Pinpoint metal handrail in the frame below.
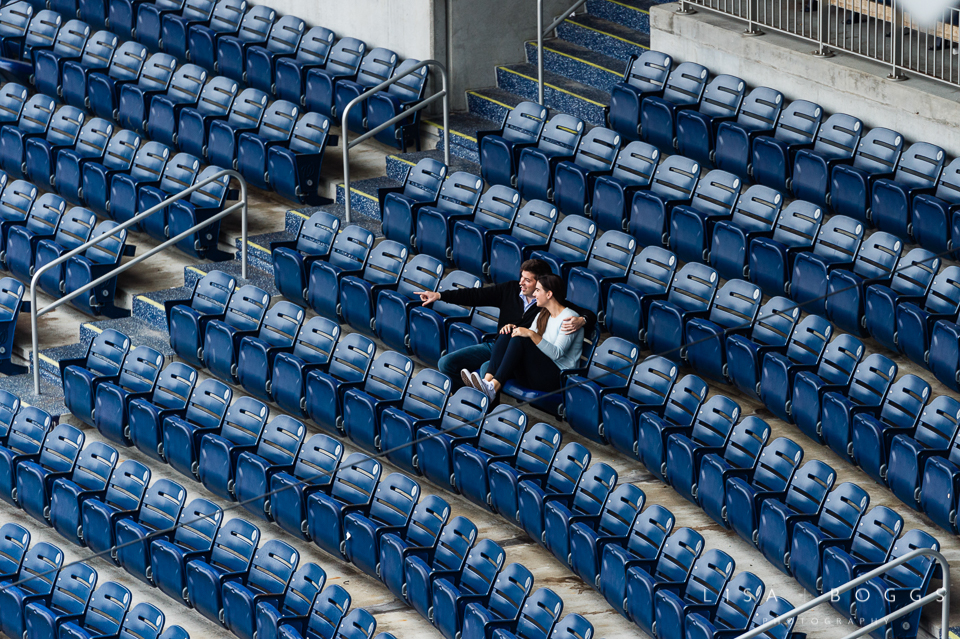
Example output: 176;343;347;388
737;548;950;639
340;60;450;224
537;0;587;106
30;169;247;395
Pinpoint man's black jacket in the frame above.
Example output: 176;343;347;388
440;280;597;335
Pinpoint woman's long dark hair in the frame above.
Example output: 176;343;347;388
537;273;567;335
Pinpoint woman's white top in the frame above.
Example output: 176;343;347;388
530;308;583;370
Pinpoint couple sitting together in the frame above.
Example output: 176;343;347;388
419;260;596;404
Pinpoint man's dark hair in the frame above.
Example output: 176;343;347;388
520;260;553;280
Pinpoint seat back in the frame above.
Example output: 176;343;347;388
500;102;547;144
184;378;233;428
817;334;863;386
330;453;383;504
787;315;833;366
400;368;450;419
548;215;597;262
327;333;377;382
510;200;557;245
894;142;945;189
750;437;804;492
663;62;709;106
197;76;239;117
667;262;720;312
650;155;700;200
513;422;561;475
623;50;673;93
537;113;583;155
293;433;343;486
436;171;483;215
403;158;447;202
773;200;820;248
723;415;770;468
296;27;337;66
257;415;307;466
710;280;760;329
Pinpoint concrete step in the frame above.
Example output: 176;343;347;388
497;64;610;126
524;38;626;97
557;13;650;61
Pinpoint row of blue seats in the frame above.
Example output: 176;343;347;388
54;324;585;639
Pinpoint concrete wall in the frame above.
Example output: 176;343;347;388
650;4;960;157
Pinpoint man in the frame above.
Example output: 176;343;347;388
418;260;597;390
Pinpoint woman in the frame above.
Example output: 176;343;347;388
460;274;583;403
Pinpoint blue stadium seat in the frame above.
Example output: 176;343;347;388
754;460;840;574
23;563;97;637
854;530;940;639
337;240;412;336
270;433;343;539
196;397;270;501
788;483;870;593
62;220;137;317
301;333;377;435
562;338;639;442
304;38;368;118
306;453;382;559
414;171;484;263
274;27;338;106
162;379;232;479
234;415;306;521
485;200;559;284
722;437;804;545
266;113;337;204
414;387;489;488
187;519;258;625
160;0;220;60
788;215;864;315
540;463;628;566
553;127;620;216
517;442;591;544
343;473;422;577
332;47;399;135
816;353;892;461
750;100;828;191
684;571;766;639
670;75;752;164
342;351;420;452
222;540;300;639
367;59;429;153
828;127;904;222
453;407;528;510
456;563;533;639
640;62;708;152
724;297;800;399
624;528;712;636
911;160;960;254
819;506;903;618
408;271;480;366
254;563;327;639
867;142;945;239
788;333;872;442
884;395;960;509
517;113;584;200
758;315;832;422
600;356;680;456
203;284;266;384
487;422;562;523
477;102;547;187
607;50;673;140
710;87;784;179
431;539;506;639
112;479;187;586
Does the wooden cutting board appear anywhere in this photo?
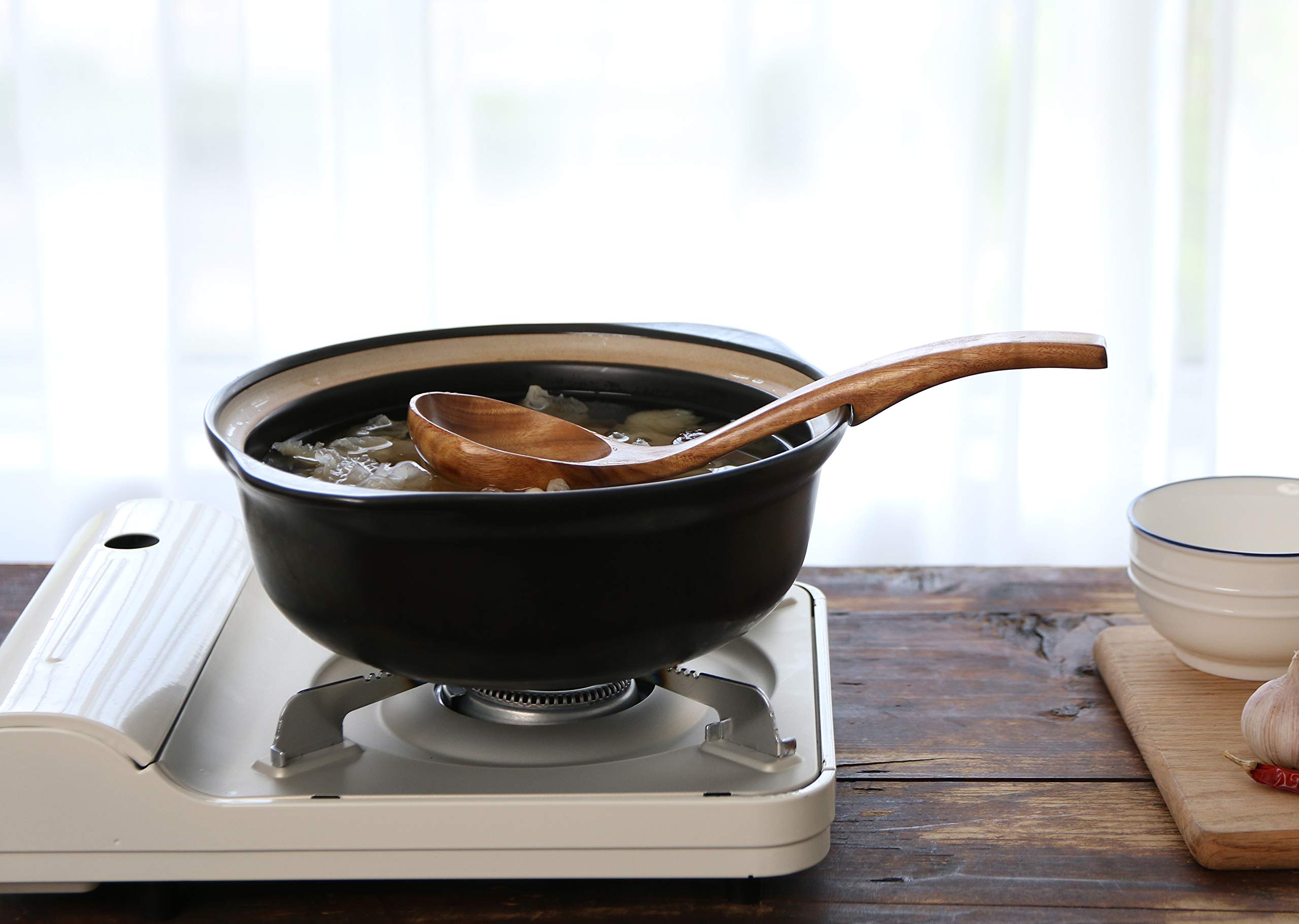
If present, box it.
[1095,625,1299,869]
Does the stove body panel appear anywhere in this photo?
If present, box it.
[0,501,834,890]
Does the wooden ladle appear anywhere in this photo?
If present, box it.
[406,331,1106,490]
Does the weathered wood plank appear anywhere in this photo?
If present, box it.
[789,780,1299,912]
[830,612,1150,780]
[800,567,1141,613]
[0,564,49,641]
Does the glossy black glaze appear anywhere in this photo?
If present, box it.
[208,322,846,689]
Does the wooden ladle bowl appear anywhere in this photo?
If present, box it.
[406,331,1107,490]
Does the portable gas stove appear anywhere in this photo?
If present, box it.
[0,500,834,892]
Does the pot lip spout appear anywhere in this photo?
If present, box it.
[204,322,851,508]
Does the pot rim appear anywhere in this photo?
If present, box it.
[202,324,851,507]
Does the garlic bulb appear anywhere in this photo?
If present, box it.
[1241,651,1299,769]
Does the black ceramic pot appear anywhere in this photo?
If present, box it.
[207,325,848,689]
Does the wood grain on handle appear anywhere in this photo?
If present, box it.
[660,330,1107,470]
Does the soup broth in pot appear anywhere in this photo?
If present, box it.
[264,385,769,494]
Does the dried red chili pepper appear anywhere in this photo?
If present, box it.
[1222,751,1299,793]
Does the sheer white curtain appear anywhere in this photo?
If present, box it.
[0,0,1299,564]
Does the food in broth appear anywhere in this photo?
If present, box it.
[266,385,756,494]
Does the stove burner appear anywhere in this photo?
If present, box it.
[438,679,645,725]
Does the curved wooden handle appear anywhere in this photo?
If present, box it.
[677,330,1107,470]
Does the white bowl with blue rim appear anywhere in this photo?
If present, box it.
[1127,475,1299,679]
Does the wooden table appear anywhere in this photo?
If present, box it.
[0,565,1299,924]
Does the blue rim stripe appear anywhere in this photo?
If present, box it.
[1127,474,1299,559]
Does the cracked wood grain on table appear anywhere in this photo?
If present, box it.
[0,565,1299,924]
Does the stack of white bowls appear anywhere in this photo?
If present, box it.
[1127,475,1299,679]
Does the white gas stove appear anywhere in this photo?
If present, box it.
[0,499,834,892]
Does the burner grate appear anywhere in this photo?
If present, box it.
[438,679,644,725]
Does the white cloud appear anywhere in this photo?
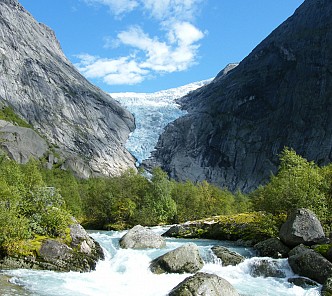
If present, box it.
[75,54,148,85]
[141,0,202,20]
[85,0,139,16]
[76,0,204,85]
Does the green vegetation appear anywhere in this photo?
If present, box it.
[0,106,31,128]
[0,156,71,254]
[0,148,332,254]
[250,148,332,232]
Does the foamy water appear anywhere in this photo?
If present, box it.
[0,228,320,296]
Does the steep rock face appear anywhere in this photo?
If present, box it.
[0,120,48,163]
[0,0,135,176]
[150,0,332,192]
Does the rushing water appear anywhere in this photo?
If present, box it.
[0,228,320,296]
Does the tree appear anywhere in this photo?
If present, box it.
[252,148,327,223]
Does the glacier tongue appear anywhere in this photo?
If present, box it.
[110,79,212,164]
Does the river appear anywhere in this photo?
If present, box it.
[0,227,320,296]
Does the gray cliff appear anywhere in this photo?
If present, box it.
[153,0,332,192]
[0,0,135,177]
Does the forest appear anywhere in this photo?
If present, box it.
[0,148,332,254]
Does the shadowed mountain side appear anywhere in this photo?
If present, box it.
[0,0,135,177]
[148,0,332,192]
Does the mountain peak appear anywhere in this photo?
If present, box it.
[0,0,135,177]
[150,0,332,192]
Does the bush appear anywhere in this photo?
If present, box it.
[251,148,331,231]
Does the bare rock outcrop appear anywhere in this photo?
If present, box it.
[151,0,332,192]
[0,0,135,177]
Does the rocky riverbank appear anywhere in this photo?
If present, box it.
[0,224,104,272]
[163,209,332,295]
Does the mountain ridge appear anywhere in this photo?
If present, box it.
[149,0,332,192]
[0,0,135,177]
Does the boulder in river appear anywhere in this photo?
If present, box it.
[168,272,239,296]
[211,246,245,266]
[279,209,326,247]
[250,259,286,278]
[288,245,332,284]
[120,225,166,249]
[325,246,332,262]
[254,237,290,259]
[150,243,204,274]
[322,275,332,296]
[287,276,318,289]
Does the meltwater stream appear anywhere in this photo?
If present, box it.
[0,227,319,296]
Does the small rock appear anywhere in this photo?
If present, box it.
[211,246,245,266]
[250,259,286,278]
[279,209,326,247]
[287,277,318,289]
[322,275,332,296]
[150,243,204,274]
[168,272,239,296]
[288,245,332,284]
[120,225,166,249]
[254,237,290,259]
[326,247,332,262]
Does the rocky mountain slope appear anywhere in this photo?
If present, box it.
[150,0,332,192]
[0,0,135,177]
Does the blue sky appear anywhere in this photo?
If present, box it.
[20,0,303,92]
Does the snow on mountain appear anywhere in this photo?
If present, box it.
[110,79,212,163]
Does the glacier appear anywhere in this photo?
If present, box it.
[110,78,213,166]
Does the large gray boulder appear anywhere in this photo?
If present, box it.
[120,225,166,249]
[0,0,136,177]
[211,246,245,266]
[325,246,332,262]
[168,272,239,296]
[279,209,326,247]
[150,243,204,274]
[288,245,332,284]
[254,237,290,259]
[322,275,332,296]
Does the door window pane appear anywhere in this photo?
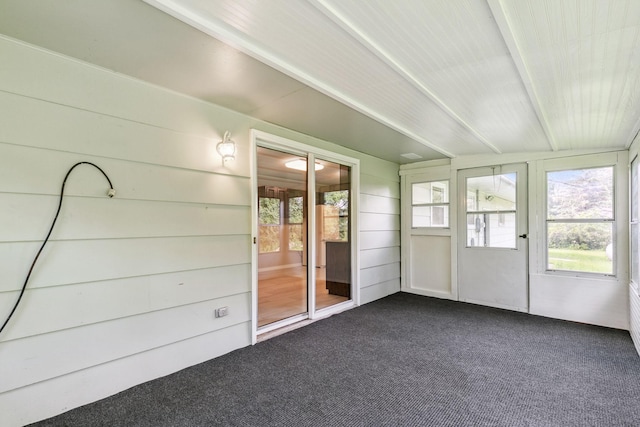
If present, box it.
[467,173,517,249]
[258,197,280,253]
[316,160,351,309]
[411,181,449,228]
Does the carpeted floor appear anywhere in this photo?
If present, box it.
[34,293,640,427]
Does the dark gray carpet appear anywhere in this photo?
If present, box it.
[34,293,640,427]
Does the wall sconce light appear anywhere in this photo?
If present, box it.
[216,131,236,164]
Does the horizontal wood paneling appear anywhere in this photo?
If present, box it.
[0,144,251,206]
[0,264,251,340]
[0,193,251,242]
[0,323,251,426]
[0,293,250,392]
[0,36,400,425]
[0,91,242,173]
[360,212,400,231]
[360,194,400,215]
[360,247,400,268]
[360,231,400,250]
[360,262,400,288]
[0,235,251,291]
[360,173,400,199]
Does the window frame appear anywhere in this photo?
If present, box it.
[541,162,619,278]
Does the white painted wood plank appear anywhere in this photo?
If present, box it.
[360,247,400,268]
[404,236,452,294]
[360,262,400,289]
[0,37,242,137]
[0,235,251,292]
[360,212,400,231]
[0,322,251,426]
[0,193,251,242]
[629,286,640,355]
[0,91,249,175]
[360,155,400,185]
[360,194,400,215]
[0,144,251,206]
[360,170,400,199]
[360,279,400,304]
[0,293,251,392]
[360,231,400,250]
[529,274,629,330]
[0,264,251,341]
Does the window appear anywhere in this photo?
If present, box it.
[466,172,518,249]
[411,181,449,228]
[546,166,615,275]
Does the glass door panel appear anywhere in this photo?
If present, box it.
[315,160,351,310]
[257,147,308,327]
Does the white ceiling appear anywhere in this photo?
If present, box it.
[0,0,640,163]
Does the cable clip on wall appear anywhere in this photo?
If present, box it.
[0,162,116,340]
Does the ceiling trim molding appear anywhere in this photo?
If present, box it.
[487,0,558,151]
[143,0,456,158]
[309,0,502,154]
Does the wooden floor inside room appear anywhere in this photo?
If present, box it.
[258,266,349,327]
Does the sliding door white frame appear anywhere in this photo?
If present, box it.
[251,129,360,344]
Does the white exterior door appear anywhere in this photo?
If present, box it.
[458,163,529,312]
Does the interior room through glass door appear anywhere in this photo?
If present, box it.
[257,146,352,329]
[257,147,309,328]
[315,160,351,310]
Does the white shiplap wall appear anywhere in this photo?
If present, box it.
[629,135,640,354]
[0,37,400,426]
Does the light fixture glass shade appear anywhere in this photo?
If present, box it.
[216,131,236,163]
[284,159,324,171]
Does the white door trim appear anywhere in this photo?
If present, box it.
[251,129,360,344]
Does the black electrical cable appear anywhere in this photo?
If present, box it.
[0,162,116,340]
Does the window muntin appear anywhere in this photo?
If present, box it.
[411,181,449,228]
[546,166,615,275]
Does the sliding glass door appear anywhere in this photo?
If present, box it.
[256,145,352,330]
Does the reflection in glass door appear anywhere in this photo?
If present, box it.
[257,147,352,328]
[315,160,351,310]
[258,147,308,327]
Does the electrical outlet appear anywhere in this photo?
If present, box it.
[215,307,229,317]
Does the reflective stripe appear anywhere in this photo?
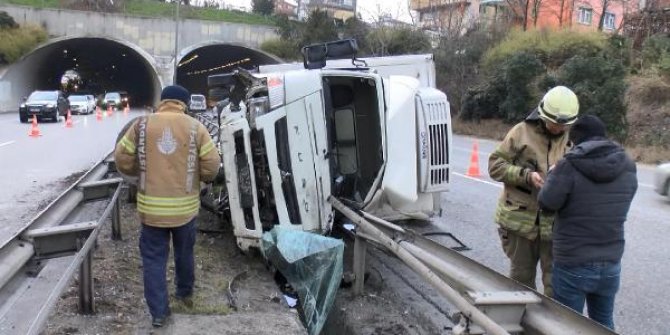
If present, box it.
[119,136,135,154]
[137,193,200,216]
[186,120,198,193]
[137,203,200,216]
[200,141,214,158]
[137,116,147,191]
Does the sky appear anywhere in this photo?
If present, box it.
[223,0,412,22]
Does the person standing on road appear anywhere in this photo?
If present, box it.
[489,86,579,297]
[114,85,220,327]
[539,115,637,329]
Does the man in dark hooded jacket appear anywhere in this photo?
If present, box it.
[539,115,637,329]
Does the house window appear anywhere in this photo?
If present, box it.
[603,13,616,29]
[577,7,593,25]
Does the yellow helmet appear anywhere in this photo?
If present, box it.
[537,86,579,124]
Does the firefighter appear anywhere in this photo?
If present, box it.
[489,86,579,297]
[114,85,220,327]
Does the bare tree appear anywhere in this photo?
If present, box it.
[505,0,530,31]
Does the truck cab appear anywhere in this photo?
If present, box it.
[210,40,451,250]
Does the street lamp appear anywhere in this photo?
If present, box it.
[172,0,181,85]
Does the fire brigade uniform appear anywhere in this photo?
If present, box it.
[114,86,220,327]
[489,86,579,296]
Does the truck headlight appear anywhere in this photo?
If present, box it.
[267,76,286,108]
[247,97,270,119]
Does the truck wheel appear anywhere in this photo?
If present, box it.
[208,87,230,102]
[207,73,235,87]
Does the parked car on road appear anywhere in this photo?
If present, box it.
[67,94,95,114]
[102,92,122,108]
[19,91,70,123]
[188,94,207,113]
[654,162,670,198]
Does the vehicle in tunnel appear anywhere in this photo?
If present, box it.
[0,37,163,110]
[203,42,451,250]
[102,92,123,108]
[19,91,70,123]
[188,94,207,113]
[67,94,95,114]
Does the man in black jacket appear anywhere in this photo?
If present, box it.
[539,115,637,329]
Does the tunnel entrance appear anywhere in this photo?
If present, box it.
[3,37,162,107]
[177,42,280,102]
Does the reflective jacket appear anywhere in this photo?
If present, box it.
[489,110,569,240]
[114,100,221,227]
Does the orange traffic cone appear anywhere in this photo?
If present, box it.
[65,109,73,128]
[466,141,481,178]
[28,115,42,137]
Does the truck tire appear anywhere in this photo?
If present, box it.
[208,87,230,102]
[207,73,235,88]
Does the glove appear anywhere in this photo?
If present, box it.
[214,166,226,184]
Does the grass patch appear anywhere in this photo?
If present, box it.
[451,117,513,141]
[483,29,607,71]
[0,26,47,64]
[5,0,275,26]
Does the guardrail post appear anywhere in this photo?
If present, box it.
[79,240,95,315]
[112,197,122,241]
[354,235,367,295]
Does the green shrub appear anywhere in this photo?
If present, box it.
[459,52,545,123]
[642,34,670,68]
[261,39,300,60]
[0,11,19,29]
[483,29,607,71]
[367,27,431,56]
[558,56,628,142]
[0,26,47,64]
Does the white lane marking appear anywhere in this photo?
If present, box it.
[0,141,14,147]
[452,172,503,188]
[452,172,654,188]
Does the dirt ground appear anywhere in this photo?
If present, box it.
[42,189,304,335]
[42,188,443,335]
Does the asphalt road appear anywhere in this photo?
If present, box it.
[0,109,144,246]
[0,110,670,335]
[434,136,670,335]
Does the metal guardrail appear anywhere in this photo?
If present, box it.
[0,155,122,334]
[328,196,616,335]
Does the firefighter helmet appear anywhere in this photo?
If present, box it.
[537,86,579,124]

........

• [Поставленная задача]:
Перепишите без изменений часть строк выше: от строки, в которой есть «Does the gray», до строки, в которой есть «[148,0,332,192]», включая обе эти строки.

• [Выполненное задание]:
Does the gray cliff appear anywhere in this photo?
If present, box it.
[153,0,332,192]
[0,0,135,177]
Does the forest appear anywhere in this photo?
If present, box it.
[0,148,332,254]
Does the shadowed mountain side appear anywhere in this photo?
If present, box it.
[0,0,135,177]
[148,0,332,192]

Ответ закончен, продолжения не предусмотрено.